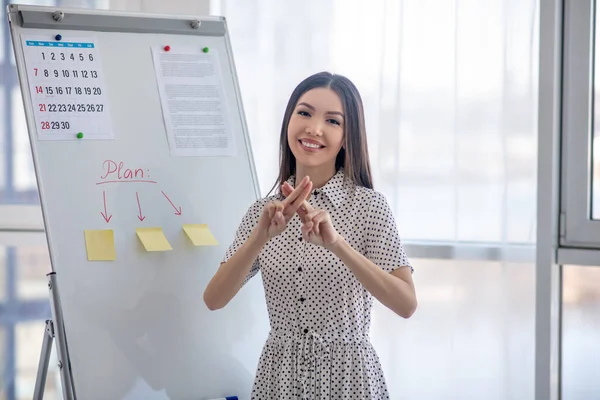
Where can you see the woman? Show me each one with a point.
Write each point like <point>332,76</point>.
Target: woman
<point>323,257</point>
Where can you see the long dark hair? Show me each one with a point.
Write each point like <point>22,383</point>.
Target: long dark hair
<point>354,155</point>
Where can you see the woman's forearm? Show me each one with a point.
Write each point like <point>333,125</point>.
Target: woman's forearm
<point>391,291</point>
<point>230,276</point>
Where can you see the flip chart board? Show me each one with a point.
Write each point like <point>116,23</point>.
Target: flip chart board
<point>144,169</point>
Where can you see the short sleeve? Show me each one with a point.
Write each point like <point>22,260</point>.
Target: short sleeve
<point>242,234</point>
<point>383,245</point>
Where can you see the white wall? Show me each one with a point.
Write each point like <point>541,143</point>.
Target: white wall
<point>196,7</point>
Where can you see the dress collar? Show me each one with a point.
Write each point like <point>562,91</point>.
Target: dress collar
<point>336,189</point>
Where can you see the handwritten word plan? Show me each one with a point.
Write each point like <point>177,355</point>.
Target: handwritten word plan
<point>193,101</point>
<point>67,89</point>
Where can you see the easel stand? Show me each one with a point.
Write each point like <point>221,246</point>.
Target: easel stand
<point>54,329</point>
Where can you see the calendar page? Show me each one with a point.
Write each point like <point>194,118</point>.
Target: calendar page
<point>67,89</point>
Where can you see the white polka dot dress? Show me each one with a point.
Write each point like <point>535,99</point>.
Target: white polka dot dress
<point>320,314</point>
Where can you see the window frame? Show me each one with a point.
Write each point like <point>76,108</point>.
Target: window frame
<point>578,229</point>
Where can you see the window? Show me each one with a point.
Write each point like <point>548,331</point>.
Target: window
<point>580,205</point>
<point>475,319</point>
<point>580,326</point>
<point>450,91</point>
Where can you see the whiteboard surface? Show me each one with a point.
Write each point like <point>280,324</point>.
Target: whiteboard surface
<point>137,327</point>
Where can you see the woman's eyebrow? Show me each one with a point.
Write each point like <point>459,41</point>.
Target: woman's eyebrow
<point>328,112</point>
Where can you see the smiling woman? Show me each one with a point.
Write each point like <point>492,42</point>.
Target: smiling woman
<point>324,258</point>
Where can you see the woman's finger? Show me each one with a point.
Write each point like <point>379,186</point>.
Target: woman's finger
<point>296,192</point>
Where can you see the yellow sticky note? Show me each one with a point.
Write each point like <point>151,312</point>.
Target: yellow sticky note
<point>100,245</point>
<point>153,239</point>
<point>200,234</point>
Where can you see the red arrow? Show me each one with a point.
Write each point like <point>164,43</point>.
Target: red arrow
<point>177,210</point>
<point>105,213</point>
<point>140,217</point>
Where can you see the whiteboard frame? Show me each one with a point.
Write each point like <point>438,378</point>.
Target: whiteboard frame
<point>40,17</point>
<point>24,17</point>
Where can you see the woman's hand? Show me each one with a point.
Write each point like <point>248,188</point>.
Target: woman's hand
<point>317,227</point>
<point>276,214</point>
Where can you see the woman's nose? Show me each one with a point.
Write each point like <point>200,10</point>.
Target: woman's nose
<point>315,129</point>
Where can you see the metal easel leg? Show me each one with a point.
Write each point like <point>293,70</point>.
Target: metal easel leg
<point>55,329</point>
<point>40,381</point>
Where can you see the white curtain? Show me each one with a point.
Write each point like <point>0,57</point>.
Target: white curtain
<point>450,93</point>
<point>450,89</point>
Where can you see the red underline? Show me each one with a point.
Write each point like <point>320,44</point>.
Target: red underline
<point>133,180</point>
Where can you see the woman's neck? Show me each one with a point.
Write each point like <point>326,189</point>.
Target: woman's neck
<point>319,176</point>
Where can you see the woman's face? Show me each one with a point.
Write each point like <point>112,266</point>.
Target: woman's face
<point>316,128</point>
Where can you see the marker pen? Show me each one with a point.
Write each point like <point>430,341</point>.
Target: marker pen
<point>226,398</point>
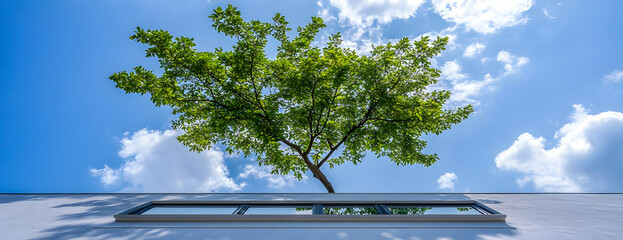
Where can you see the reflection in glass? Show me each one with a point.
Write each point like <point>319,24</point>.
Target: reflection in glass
<point>279,210</point>
<point>349,210</point>
<point>425,210</point>
<point>191,209</point>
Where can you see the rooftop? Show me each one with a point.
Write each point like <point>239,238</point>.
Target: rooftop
<point>528,216</point>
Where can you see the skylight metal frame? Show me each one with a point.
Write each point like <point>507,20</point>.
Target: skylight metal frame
<point>384,213</point>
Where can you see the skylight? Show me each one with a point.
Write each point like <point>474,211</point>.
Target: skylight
<point>329,211</point>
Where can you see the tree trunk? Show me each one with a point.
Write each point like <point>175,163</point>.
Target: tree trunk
<point>323,179</point>
<point>318,174</point>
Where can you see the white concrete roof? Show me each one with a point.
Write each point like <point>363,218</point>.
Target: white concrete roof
<point>529,216</point>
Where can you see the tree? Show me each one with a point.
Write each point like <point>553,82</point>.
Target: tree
<point>308,107</point>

* * * *

> Task objective
Copy the data exactly. Any picture it contains is to be omitted.

> Full answer
Where can you see the woman? Show me each one with a point.
Write each point like <point>332,76</point>.
Target: woman
<point>323,257</point>
Where can you see the long dark hair? Show me each one with a point.
Write each point like <point>22,383</point>.
Target: long dark hair
<point>354,155</point>
Where can you see the woman's forearm? Show me each one with a point.
Write each point like <point>333,125</point>.
Target: woman's forearm
<point>391,291</point>
<point>230,276</point>
Where can you see the flip chart board? Show me each one with a point.
Write each point like <point>116,23</point>.
Target: flip chart board
<point>144,169</point>
Where can you see the short sleeve? Show me each one with a point.
Write each point like <point>22,260</point>.
Target: short sleeve
<point>242,234</point>
<point>383,245</point>
Where can you see the white wall? Show me each one with a point.
Write each point like <point>541,143</point>.
Target: white wall
<point>196,7</point>
Where can you see the dress collar? Show me each one with a point.
Write each point like <point>562,91</point>.
Target: dress collar
<point>336,189</point>
Where can you see the handwritten word plan? Show me each one with a point.
Write each point like <point>177,355</point>.
Target: handwritten word plan
<point>193,101</point>
<point>67,89</point>
Where can you see the easel stand? Show me each one with a point.
Write each point like <point>221,246</point>.
Target: easel stand
<point>54,329</point>
Where can you see the calendar page? Show me each one with a point.
Write each point like <point>194,118</point>.
Target: calendar page
<point>67,89</point>
Where can you see the white polka dot dress? Show me each one with a point.
Write each point like <point>535,99</point>.
Target: white polka dot dress
<point>320,314</point>
Where can you see the window frame? Show me each one with a point.
Write each point like <point>76,108</point>.
Target: window frame
<point>578,229</point>
Where can you see the window? Show me each one with a point.
Write each point like <point>548,331</point>.
Target: window
<point>580,205</point>
<point>475,319</point>
<point>580,326</point>
<point>450,91</point>
Where can you see the whiteboard surface? Show me each one with a point.
Write each point like <point>280,324</point>.
Target: whiteboard surface
<point>137,327</point>
Where can you see the woman's eyebrow? Show me each one with a point.
Write each point like <point>459,41</point>.
Target: woman's eyebrow
<point>328,112</point>
Where can you see the smiling woman? Show me each one with a point.
Write each point like <point>492,42</point>.
Target: smiling woman
<point>324,258</point>
Where can you see the woman's finger? Show me each one with a point.
Write each point like <point>379,186</point>.
Target: woman's finger
<point>296,192</point>
Where can you see the yellow sticky note? Show me each one with a point.
Write each point like <point>151,312</point>.
Target: yellow sticky note
<point>100,245</point>
<point>153,239</point>
<point>200,234</point>
Where can you see the red arrow? Show me each one with a point.
Write each point like <point>164,43</point>.
Target: red arrow
<point>177,210</point>
<point>105,213</point>
<point>140,217</point>
Where can you see the whiteboard frame? Show me each one with a point.
Write each point like <point>438,378</point>.
Target: whiteboard frame
<point>40,17</point>
<point>24,17</point>
Where can you see the woman's hand? Show me each one with a point.
Write each point like <point>248,188</point>.
Target: woman's hand
<point>317,227</point>
<point>276,214</point>
Where can you see the woman's nose? Show me each one with a point.
Write each point like <point>200,10</point>.
Target: woman's nose
<point>315,129</point>
Where can you see the metal easel leg? Show me each one with a point.
Write each point like <point>293,70</point>.
Target: metal easel leg
<point>55,329</point>
<point>40,381</point>
Where can you see the white curtain? Show me each one with a point.
Write each point like <point>0,57</point>.
Target: white curtain
<point>450,93</point>
<point>450,89</point>
Where can you see the red underline? Show me each one with a point.
Write each point like <point>320,44</point>.
Target: red underline
<point>133,180</point>
Where can you see the woman's neck? Show me each one with a point.
Write each point like <point>326,189</point>.
Target: woman's neck
<point>319,176</point>
Where can you see the woman's face? Show me each one with a point.
Write each point like <point>112,266</point>.
Target: woman's face
<point>316,128</point>
Where can you see the marker pen? Show me each one with a point.
Write each point like <point>430,341</point>.
Target: marker pen
<point>226,398</point>
Where can you see the reflection in glass? Show me each one with a point.
Write each point like <point>319,24</point>.
Target: reflection in glass
<point>279,210</point>
<point>349,210</point>
<point>425,210</point>
<point>191,209</point>
Where can you see the rooftop? Show me each one with a point.
Write each point like <point>239,238</point>.
Target: rooftop
<point>528,216</point>
Where can you see the skylight metal frame? Show me each one with a point.
Write each point like <point>507,20</point>.
Target: skylight metal frame
<point>384,213</point>
Where can you see the skylight? Show me each one with a point.
Write each point like <point>474,211</point>.
Target: skylight
<point>329,211</point>
Where can you see the tree trunk? Show me each one with a point.
Write each point like <point>175,163</point>.
Target: tree trunk
<point>323,179</point>
<point>318,174</point>
Where can you see the white concrete roof? Show me each one with a point.
Write each point like <point>363,218</point>.
Target: white concrete roof
<point>529,216</point>
Where can you see the tree? Show me each one with a point.
Write each point like <point>553,82</point>.
Target: tree
<point>308,107</point>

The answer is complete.